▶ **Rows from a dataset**
──────
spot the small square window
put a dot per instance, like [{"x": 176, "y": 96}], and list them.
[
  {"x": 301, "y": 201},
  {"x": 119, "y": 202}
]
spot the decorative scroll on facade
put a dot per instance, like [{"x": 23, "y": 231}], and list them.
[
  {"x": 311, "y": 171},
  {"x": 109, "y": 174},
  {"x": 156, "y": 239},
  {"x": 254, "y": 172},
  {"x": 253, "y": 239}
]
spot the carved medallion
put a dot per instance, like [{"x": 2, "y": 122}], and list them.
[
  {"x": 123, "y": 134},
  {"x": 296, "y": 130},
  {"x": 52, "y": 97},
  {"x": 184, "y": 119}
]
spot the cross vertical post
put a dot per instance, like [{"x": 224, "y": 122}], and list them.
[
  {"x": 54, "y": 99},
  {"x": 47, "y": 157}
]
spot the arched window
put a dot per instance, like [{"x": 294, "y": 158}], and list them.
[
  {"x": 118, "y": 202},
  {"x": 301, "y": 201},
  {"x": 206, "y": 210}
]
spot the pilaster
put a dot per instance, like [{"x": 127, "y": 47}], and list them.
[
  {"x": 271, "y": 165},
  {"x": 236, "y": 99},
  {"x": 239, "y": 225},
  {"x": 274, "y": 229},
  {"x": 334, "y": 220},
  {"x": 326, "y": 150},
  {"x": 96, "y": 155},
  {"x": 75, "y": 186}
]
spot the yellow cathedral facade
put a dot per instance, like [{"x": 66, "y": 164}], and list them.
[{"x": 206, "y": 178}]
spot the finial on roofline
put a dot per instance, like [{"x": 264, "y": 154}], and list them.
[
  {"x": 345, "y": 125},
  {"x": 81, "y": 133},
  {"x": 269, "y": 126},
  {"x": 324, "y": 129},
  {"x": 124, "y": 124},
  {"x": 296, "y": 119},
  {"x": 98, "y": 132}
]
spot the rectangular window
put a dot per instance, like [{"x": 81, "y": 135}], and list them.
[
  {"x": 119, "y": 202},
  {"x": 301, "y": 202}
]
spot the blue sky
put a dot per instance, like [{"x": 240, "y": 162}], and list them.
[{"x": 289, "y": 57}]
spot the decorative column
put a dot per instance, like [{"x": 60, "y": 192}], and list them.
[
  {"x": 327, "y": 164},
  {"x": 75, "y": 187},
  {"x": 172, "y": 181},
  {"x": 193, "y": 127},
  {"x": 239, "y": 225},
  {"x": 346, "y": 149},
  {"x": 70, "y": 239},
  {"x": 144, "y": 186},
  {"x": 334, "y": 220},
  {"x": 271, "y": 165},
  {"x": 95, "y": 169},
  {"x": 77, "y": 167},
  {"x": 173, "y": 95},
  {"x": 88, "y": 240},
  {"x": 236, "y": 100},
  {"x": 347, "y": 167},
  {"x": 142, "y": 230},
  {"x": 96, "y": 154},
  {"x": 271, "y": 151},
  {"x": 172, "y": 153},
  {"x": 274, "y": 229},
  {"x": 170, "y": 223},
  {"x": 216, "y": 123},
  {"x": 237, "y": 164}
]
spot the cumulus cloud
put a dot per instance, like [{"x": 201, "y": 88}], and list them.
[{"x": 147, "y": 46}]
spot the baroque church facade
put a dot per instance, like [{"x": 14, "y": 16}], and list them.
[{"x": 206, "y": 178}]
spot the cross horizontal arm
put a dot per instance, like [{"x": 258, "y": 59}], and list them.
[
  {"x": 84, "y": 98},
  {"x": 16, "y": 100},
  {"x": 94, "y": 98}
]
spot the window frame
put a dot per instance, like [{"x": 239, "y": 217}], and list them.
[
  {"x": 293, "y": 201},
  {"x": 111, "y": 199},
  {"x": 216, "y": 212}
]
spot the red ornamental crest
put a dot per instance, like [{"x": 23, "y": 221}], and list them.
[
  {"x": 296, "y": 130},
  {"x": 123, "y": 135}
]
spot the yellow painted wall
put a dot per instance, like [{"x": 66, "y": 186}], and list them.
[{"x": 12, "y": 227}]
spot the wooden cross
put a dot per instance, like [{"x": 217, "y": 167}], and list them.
──────
▶ **TO DO**
Set all of the records down again, exactly as they stand.

▶ **WRITTEN SOLUTION**
spot the small square window
put a dot per instance, like [{"x": 176, "y": 96}], and list them.
[
  {"x": 301, "y": 201},
  {"x": 119, "y": 202}
]
spot the decorative scroll on facade
put a dot per instance, like [{"x": 23, "y": 231}], and list them.
[
  {"x": 311, "y": 171},
  {"x": 109, "y": 174},
  {"x": 156, "y": 239},
  {"x": 254, "y": 172},
  {"x": 253, "y": 239}
]
spot the carved medallion
put a dot per instance, like [{"x": 2, "y": 122}], and list them.
[
  {"x": 123, "y": 134},
  {"x": 296, "y": 130},
  {"x": 52, "y": 97},
  {"x": 184, "y": 119}
]
spot the cross vertical post
put a dot per instance, like [{"x": 224, "y": 122}], and list them.
[
  {"x": 54, "y": 99},
  {"x": 47, "y": 157}
]
spot the arched window
put a dot per instance, like [{"x": 294, "y": 158}], and list them.
[
  {"x": 118, "y": 202},
  {"x": 301, "y": 201},
  {"x": 206, "y": 210}
]
spot the pilaster
put a dot per instance, like [{"x": 127, "y": 47}], and list them.
[
  {"x": 271, "y": 165},
  {"x": 236, "y": 99},
  {"x": 239, "y": 225},
  {"x": 274, "y": 229},
  {"x": 334, "y": 220},
  {"x": 326, "y": 150},
  {"x": 96, "y": 155},
  {"x": 75, "y": 186}
]
spot the yellow cathedral facade
put a dot per instance, like [{"x": 66, "y": 164}], and list them.
[{"x": 206, "y": 178}]
spot the finial on roofline
put a dot per instance, like [{"x": 264, "y": 154}], and list them.
[
  {"x": 345, "y": 125},
  {"x": 81, "y": 133},
  {"x": 269, "y": 126},
  {"x": 324, "y": 129},
  {"x": 124, "y": 124},
  {"x": 296, "y": 119},
  {"x": 98, "y": 132}
]
spot the rectangular window
put a dot per instance, like [{"x": 81, "y": 135}], and list them.
[
  {"x": 119, "y": 202},
  {"x": 301, "y": 202}
]
spot the blue sky
put a dot per instance, like [{"x": 240, "y": 162}], and list them.
[{"x": 289, "y": 57}]
spot the decorative column
put a dot per instance, like [{"x": 60, "y": 192}], and list them.
[
  {"x": 327, "y": 164},
  {"x": 75, "y": 187},
  {"x": 172, "y": 181},
  {"x": 193, "y": 127},
  {"x": 239, "y": 225},
  {"x": 346, "y": 149},
  {"x": 70, "y": 239},
  {"x": 144, "y": 186},
  {"x": 334, "y": 220},
  {"x": 271, "y": 165},
  {"x": 95, "y": 169},
  {"x": 77, "y": 167},
  {"x": 173, "y": 95},
  {"x": 88, "y": 240},
  {"x": 236, "y": 100},
  {"x": 347, "y": 167},
  {"x": 142, "y": 230},
  {"x": 96, "y": 154},
  {"x": 271, "y": 151},
  {"x": 172, "y": 153},
  {"x": 274, "y": 229},
  {"x": 170, "y": 223},
  {"x": 216, "y": 123},
  {"x": 237, "y": 164}
]
spot the cumulus cloud
put a dot per instance, like [{"x": 201, "y": 88}], and list them.
[{"x": 147, "y": 46}]
spot the baroque church facade
put a dot per instance, like [{"x": 14, "y": 16}], and list them.
[{"x": 206, "y": 178}]
spot the cross horizontal arm
put a dot per instance, like [{"x": 258, "y": 59}], and list them.
[
  {"x": 84, "y": 98},
  {"x": 16, "y": 100},
  {"x": 94, "y": 98}
]
spot the window frame
put a dot per instance, like [{"x": 239, "y": 217}], and list them.
[
  {"x": 293, "y": 201},
  {"x": 111, "y": 199},
  {"x": 216, "y": 212}
]
spot the red ornamental crest
put a dot per instance, like [{"x": 23, "y": 221}], and list them.
[
  {"x": 296, "y": 130},
  {"x": 123, "y": 135}
]
spot the yellow painted wall
put a dot per instance, like [{"x": 66, "y": 186}], and list them.
[{"x": 12, "y": 227}]
spot the wooden cross
put a dot per instance, like [{"x": 217, "y": 167}], and list them.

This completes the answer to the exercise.